---------- SOURCE MATERIAL ----------

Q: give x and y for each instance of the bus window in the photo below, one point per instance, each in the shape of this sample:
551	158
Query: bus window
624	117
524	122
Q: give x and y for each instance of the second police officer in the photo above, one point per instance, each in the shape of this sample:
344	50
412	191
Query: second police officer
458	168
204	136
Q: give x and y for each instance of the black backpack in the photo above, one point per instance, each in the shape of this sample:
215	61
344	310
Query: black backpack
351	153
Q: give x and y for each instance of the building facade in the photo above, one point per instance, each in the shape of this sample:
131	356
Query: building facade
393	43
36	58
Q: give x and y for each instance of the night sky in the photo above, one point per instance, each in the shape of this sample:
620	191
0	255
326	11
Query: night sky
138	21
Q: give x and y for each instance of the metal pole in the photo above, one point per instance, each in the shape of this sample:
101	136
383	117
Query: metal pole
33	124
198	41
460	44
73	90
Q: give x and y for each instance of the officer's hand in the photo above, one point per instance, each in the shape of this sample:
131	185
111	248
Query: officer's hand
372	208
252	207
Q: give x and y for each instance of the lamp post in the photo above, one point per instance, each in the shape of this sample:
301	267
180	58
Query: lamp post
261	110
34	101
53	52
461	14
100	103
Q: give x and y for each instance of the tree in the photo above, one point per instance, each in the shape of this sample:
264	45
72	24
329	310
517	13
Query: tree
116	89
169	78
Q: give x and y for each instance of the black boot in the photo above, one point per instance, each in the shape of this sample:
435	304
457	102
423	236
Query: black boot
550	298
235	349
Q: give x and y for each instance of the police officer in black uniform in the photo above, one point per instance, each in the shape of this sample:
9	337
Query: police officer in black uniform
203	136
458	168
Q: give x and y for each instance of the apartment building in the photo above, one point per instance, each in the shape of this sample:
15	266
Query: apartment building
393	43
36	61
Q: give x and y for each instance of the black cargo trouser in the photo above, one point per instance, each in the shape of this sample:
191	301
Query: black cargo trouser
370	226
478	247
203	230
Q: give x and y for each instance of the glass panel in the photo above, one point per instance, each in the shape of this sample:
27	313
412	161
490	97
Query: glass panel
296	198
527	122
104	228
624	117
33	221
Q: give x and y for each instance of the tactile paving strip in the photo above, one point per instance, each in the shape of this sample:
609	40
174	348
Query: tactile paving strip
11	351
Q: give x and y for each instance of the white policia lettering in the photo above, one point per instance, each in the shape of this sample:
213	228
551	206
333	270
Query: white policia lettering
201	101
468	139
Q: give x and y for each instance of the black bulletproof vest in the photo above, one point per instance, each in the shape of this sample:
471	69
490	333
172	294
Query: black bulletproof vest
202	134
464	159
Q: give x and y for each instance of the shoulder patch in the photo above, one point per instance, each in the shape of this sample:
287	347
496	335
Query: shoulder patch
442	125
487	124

----------

* **TO DO**
Copy exactly the lines of the listing above, beginning at the line with "the black cargo" and ending at its final line; write out nothing else.

* **REPLY TO THE TASK**
Q: give x and y for each instance of the black cargo trouser in the photo above, one point per instance, each in the shape of this sample:
191	301
Query: black cargo trouser
370	226
478	247
203	230
Q: give x and y for each instance of the glass panel in the photo above, one point per instance, each in the shape of this sample:
27	313
412	161
490	97
Query: glass panel
296	198
527	122
104	228
624	117
33	221
Q: give x and y for each instance of the tactile paving strip in the photo above, one point per instance, each in the shape of this sample:
609	40
174	348
Query: tactile paving strip
11	351
Q: give x and y for each instance of the white policia lettering in the photo above, one point per instance, each in the shape of this sample:
213	228
551	206
333	270
Query: white policia lettering
201	101
468	139
Q: give x and y for each instance of the black bulletproof vest in the photo above, one point per instance, each in the shape of this sample:
471	69
490	333
172	294
Query: black bulletproof vest
202	134
464	159
Q: give x and y for each instance of the shoulder patch in the photo above, one point per instance, each in the shape of this sample:
287	347
496	335
Query: shoulder patch
442	125
487	124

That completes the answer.